[WHAT TO WORK ON] Render the entries below as a two-column CSV with the headers instruction and points, one row per entry. Put each entry's text and its answer in one quoted field each, with line breaks replaced by spaces.

[DATA SECTION]
►
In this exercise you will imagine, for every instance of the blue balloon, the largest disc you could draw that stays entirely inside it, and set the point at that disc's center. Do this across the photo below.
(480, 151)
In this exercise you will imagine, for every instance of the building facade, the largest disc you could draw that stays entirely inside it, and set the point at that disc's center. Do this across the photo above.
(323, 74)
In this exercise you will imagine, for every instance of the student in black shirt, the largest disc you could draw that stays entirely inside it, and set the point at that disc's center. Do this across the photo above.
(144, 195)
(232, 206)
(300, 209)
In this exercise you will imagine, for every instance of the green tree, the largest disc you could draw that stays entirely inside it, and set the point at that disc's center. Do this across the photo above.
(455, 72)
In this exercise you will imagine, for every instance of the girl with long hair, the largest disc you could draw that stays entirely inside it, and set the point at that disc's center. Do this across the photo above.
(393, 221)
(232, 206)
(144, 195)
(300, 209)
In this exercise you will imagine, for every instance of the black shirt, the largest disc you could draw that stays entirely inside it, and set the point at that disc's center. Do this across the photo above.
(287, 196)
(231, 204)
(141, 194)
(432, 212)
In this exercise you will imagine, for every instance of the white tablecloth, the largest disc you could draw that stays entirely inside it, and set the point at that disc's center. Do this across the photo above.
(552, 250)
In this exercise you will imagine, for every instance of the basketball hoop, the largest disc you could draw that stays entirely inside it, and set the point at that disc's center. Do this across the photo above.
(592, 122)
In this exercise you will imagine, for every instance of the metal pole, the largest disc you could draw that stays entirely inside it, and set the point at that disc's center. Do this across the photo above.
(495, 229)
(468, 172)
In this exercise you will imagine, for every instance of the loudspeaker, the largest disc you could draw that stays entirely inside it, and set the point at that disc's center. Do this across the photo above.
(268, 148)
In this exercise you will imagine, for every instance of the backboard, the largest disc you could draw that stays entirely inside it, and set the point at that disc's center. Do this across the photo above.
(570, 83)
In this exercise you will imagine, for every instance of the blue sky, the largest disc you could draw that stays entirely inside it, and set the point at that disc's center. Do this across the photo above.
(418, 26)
◄
[REPLY TO THE TASK]
instruction,points
"In this exercise you will imagine, for every instance of the blue balloon, the largest disc you could draw that stays entirely inside it, and set the point at that disc's center. Do this across the photo below.","(480, 151)"
"In this exercise you will imagine, for every instance of the building facade, the largest disc you could draw that stays entirely inside it, and set the point at that disc's center. Do this across the photo above.","(323, 74)"
"In this exercise you will imagine, for every instance of the student in black shirt, the largest disc you could draw that stays entirely inside it, and set the point at that disc's center. Do this across the photo above.","(144, 195) (232, 206) (300, 209)"
"In this exercise you will imagine, for every instance of the green tree, the largest disc you could draw that stays entirely inside it, and set the point at that disc's center. Do this across the photo above.","(455, 72)"
"In this exercise you will imagine, for every instance of the girl with long hair, the largest disc you could draw that stays entirely inside it, and set the point at that disc's center. Do this across the photo above.","(393, 221) (232, 206) (144, 195) (300, 209)"
"In this exercise you will imagine, for every instance of the black shirt, the largest disc you could draw that stays entirely inside it, and set the point at that disc's center. Do this across the photo above.","(287, 196) (231, 204) (141, 194) (432, 212)"
"In this exercise you will imagine, for every instance of the white tablecloth, the largest disc you could draw that stays entirely inside it, and set the point at that disc's center. Do this across the photo above.","(552, 250)"
"In this exercise you will imagine, for every instance of the basketball hoop, the largest disc you could draw that stays entirely inside it, and set the point at that disc's center. Do this across the photo above.","(592, 122)"
"In this exercise you will imagine, for every instance of the metal pole, the largest disc you could draw that stays entirely inside it, and set the point at that disc's center. Do this across the photo above.","(495, 229) (468, 172)"
"In this exercise you will imagine, for every instance of the loudspeaker, the largest disc you could draw that stays entirely inside it, and set the point at that disc's center. Do this across the photo above.","(268, 148)"
"In this exercise you will imagine, for every instance of the backboard, the largest disc you could draw that stays entirely inside it, and set the point at that disc's center. Do this across the photo above.","(570, 83)"
"In this exercise you will imagine, for every instance of the blue sky, the largest disc you could draw that stays entirely inside it, and set the point at that disc's center. Do this across the photo above.","(418, 26)"